§ Source passage:
## begin

Public transport in Tallinn is being held up by between 15 and 25 minutes on average, as a result of ongoing and extensive roadworks, AS Tallinna Linnatransport (TLT) says, citing its own data.
TLT is a city-run company, as is the transport administration overseeing the roadworks.
A Tallinn deputy mayor said rather candidly that perhaps better analysis might be carried out ahead of road-works of this scale, in future.
Gonsiori, one of the affected, major thoroughfares, was last dug up just five years ago.
TLT service director Hannes Falten told ERR told ERR Wednesday that: "The situation is bad, but not so much as to make it a tragedy."
"TLT is doing its best," he added.
"I sometimes look at it this way: When we refurbish our home kitchen or bathroom, life gets disrupted for two or three weeks, but the City of Tallinn is much bigger than that, meaning everything gets affected a lot more," Falten reasoned.
"Before May 9, we experienced delayys of three to six minutes during normal periods, and 15-25 minutes during peak hours. Yesterday, when Filtri and Ahtri streets were also closed; Filtri road temporarily, fortunately, but Ahtri road longer, this has caused delays of up to 50 minutes," adding that public transport drivers have been advised to deal with the situations calmly.
May 9 was "victory day" and led to additional road closures on Filtri tee, which leads to a cemetery.
Wednesday's traffic situation was not as bad as that experienced on Tuesday, he added.

## end

§ Dataset extract:

## begin

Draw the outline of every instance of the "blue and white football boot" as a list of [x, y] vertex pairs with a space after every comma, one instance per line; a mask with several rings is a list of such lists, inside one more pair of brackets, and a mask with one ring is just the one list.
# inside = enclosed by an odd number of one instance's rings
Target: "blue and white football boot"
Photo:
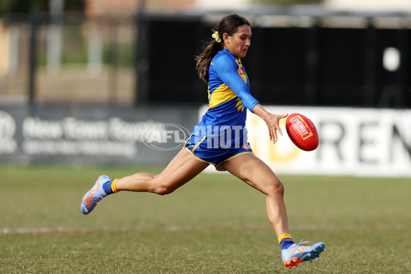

## end

§ List of tasks:
A – Which streets does the Tallinn roadworks article mention by name?
B – Could you reproduce the Tallinn roadworks article word for word, beginning at the words "Gonsiori, one of" and stopping after "the situations calmly."?

§ Outputs in order:
A – Gonsiori, Filtri, Ahtri

B –
Gonsiori, one of the affected, major thoroughfares, was last dug up just five years ago.
TLT service director Hannes Falten told ERR told ERR Wednesday that: "The situation is bad, but not so much as to make it a tragedy."
"TLT is doing its best," he added.
"I sometimes look at it this way: When we refurbish our home kitchen or bathroom, life gets disrupted for two or three weeks, but the City of Tallinn is much bigger than that, meaning everything gets affected a lot more," Falten reasoned.
"Before May 9, we experienced delayys of three to six minutes during normal periods, and 15-25 minutes during peak hours. Yesterday, when Filtri and Ahtri streets were also closed; Filtri road temporarily, fortunately, but Ahtri road longer, this has caused delays of up to 50 minutes," adding that public transport drivers have been advised to deal with the situations calmly.